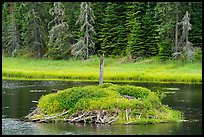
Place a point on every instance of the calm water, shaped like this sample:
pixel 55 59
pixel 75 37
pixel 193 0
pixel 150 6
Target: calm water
pixel 18 98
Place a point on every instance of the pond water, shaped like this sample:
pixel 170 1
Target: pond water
pixel 18 99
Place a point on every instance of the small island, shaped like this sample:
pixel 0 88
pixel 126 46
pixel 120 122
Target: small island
pixel 104 104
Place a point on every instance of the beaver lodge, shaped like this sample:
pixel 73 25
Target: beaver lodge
pixel 104 104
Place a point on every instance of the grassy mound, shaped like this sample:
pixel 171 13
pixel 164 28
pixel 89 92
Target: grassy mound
pixel 106 103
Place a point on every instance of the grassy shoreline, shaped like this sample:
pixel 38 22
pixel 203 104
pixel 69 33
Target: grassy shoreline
pixel 114 71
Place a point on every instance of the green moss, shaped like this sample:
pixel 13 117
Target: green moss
pixel 157 72
pixel 144 107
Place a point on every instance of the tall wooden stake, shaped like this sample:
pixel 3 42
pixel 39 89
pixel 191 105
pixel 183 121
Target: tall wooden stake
pixel 101 69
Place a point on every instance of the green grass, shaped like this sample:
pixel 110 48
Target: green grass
pixel 143 71
pixel 146 107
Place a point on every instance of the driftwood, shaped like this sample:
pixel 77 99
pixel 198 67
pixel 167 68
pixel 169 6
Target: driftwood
pixel 95 116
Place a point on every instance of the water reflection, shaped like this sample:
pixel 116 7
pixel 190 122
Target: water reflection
pixel 17 100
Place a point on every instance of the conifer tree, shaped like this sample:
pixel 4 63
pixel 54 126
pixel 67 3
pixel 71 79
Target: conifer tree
pixel 58 43
pixel 11 36
pixel 85 45
pixel 35 34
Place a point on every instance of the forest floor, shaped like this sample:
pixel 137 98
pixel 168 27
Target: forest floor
pixel 115 69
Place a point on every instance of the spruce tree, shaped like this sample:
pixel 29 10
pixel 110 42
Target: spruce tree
pixel 85 45
pixel 11 36
pixel 35 34
pixel 58 43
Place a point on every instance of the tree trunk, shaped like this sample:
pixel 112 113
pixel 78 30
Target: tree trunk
pixel 101 69
pixel 176 31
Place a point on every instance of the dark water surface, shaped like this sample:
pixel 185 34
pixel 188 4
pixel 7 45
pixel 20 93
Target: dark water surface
pixel 18 98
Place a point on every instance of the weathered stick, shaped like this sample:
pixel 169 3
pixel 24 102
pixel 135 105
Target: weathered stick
pixel 101 69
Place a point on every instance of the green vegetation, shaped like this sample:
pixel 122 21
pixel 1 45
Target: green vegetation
pixel 130 104
pixel 115 69
pixel 63 30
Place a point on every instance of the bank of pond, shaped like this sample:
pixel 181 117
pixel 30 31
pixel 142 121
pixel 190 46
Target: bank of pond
pixel 104 104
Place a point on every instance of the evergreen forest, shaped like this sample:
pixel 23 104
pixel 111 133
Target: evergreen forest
pixel 64 30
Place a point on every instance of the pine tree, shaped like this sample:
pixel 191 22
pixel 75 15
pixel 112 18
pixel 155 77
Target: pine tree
pixel 58 43
pixel 11 36
pixel 85 45
pixel 136 46
pixel 99 12
pixel 196 20
pixel 149 29
pixel 35 34
pixel 164 12
pixel 113 36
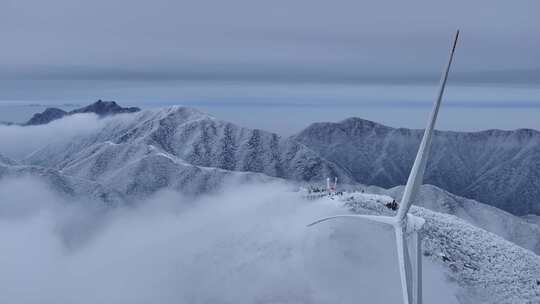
────────────────
**GIVEN INSTRUCTION**
Rewrite every line of the records above as a JSON list of strings, with one string per line and no blank lines. Leave the pictures out.

**CORRECT OUTPUT**
[
  "Place a point on every instance of the calm water, shaped like this sample:",
  "pixel 55 59",
  "pixel 75 37",
  "pixel 193 0",
  "pixel 150 6",
  "Target: calm water",
  "pixel 18 98",
  "Place a point on every instance of the pond water, shaped like this sample:",
  "pixel 170 1",
  "Target: pond water",
  "pixel 18 99",
  "Place a point on every instance of the small island, shaped like this sample:",
  "pixel 0 88",
  "pixel 126 46",
  "pixel 120 122",
  "Target: small island",
  "pixel 104 104",
  "Place a point on every instance of the beaver lodge, shaped like this sample:",
  "pixel 73 25",
  "Target: beaver lodge",
  "pixel 104 104",
  "Place a point on every instance of the grassy mound, shaped like this sample:",
  "pixel 171 13",
  "pixel 164 28",
  "pixel 89 92",
  "Target: grassy mound",
  "pixel 106 103",
  "Place a point on every instance of the grassy shoreline, shaped like this sample:",
  "pixel 38 22",
  "pixel 203 104",
  "pixel 69 33",
  "Target: grassy shoreline",
  "pixel 114 71",
  "Place a point on every instance of the green moss, shaped like this sample:",
  "pixel 13 117",
  "Target: green moss",
  "pixel 157 72",
  "pixel 144 107",
  "Place a point on every instance of the tall wooden stake, shaped like this sample:",
  "pixel 3 42",
  "pixel 39 89",
  "pixel 191 105",
  "pixel 183 121",
  "Target: tall wooden stake",
  "pixel 101 69",
  "Place a point on every instance of the green grass, shaped like this sample:",
  "pixel 110 48",
  "Target: green grass",
  "pixel 143 71",
  "pixel 146 107",
  "Place a point on every instance of the driftwood, shaped like this sample:",
  "pixel 77 99",
  "pixel 198 67",
  "pixel 167 68",
  "pixel 169 6",
  "Target: driftwood",
  "pixel 95 116",
  "Place a point on every instance of the water reflection, shaped like this sample:",
  "pixel 116 7",
  "pixel 190 122",
  "Target: water reflection",
  "pixel 17 100",
  "Place a point on every instance of the conifer tree, shaped like this sample:",
  "pixel 4 63",
  "pixel 54 126",
  "pixel 67 3",
  "pixel 71 79",
  "Target: conifer tree",
  "pixel 58 43",
  "pixel 11 36",
  "pixel 85 45",
  "pixel 35 34",
  "Place a point on every instance of the forest floor, shaped like this sample:",
  "pixel 137 98",
  "pixel 168 27",
  "Target: forest floor",
  "pixel 115 69",
  "Place a point on every instance of the spruce tree, shaped like this sample:",
  "pixel 29 10",
  "pixel 110 42",
  "Target: spruce tree",
  "pixel 85 45",
  "pixel 11 36",
  "pixel 35 34",
  "pixel 58 43",
  "Place a point on every instance of the tree trunk, shaped like this sample:",
  "pixel 112 113",
  "pixel 78 30",
  "Target: tree trunk",
  "pixel 101 69",
  "pixel 176 31",
  "Place a point on every instance of the dark water surface, shaped like this sample:",
  "pixel 185 34",
  "pixel 188 4",
  "pixel 7 45",
  "pixel 20 93",
  "Target: dark water surface",
  "pixel 18 98",
  "Place a point on every instance of the weathered stick, shaped like this sample:",
  "pixel 169 3",
  "pixel 24 102",
  "pixel 135 105",
  "Target: weathered stick",
  "pixel 101 69",
  "Place a point on every instance of the green vegetation, shaped like this sample:",
  "pixel 122 21",
  "pixel 1 45",
  "Target: green vegetation",
  "pixel 130 104",
  "pixel 115 69",
  "pixel 63 30",
  "Place a point on every instance of the bank of pond, shaped like this sample:",
  "pixel 181 117",
  "pixel 30 31",
  "pixel 142 121",
  "pixel 190 46",
  "Target: bank of pond",
  "pixel 104 104",
  "Place a point on every instance of the evergreen forest, shaped like this sample:",
  "pixel 23 104",
  "pixel 111 133",
  "Target: evergreen forest",
  "pixel 64 30",
  "Place a point on every instance of the pine tree, shaped like this sample:",
  "pixel 191 22",
  "pixel 75 15",
  "pixel 112 18",
  "pixel 155 77",
  "Target: pine tree",
  "pixel 58 43",
  "pixel 11 36",
  "pixel 85 45",
  "pixel 136 46",
  "pixel 99 12",
  "pixel 196 20",
  "pixel 149 29",
  "pixel 35 34",
  "pixel 164 12",
  "pixel 113 36"
]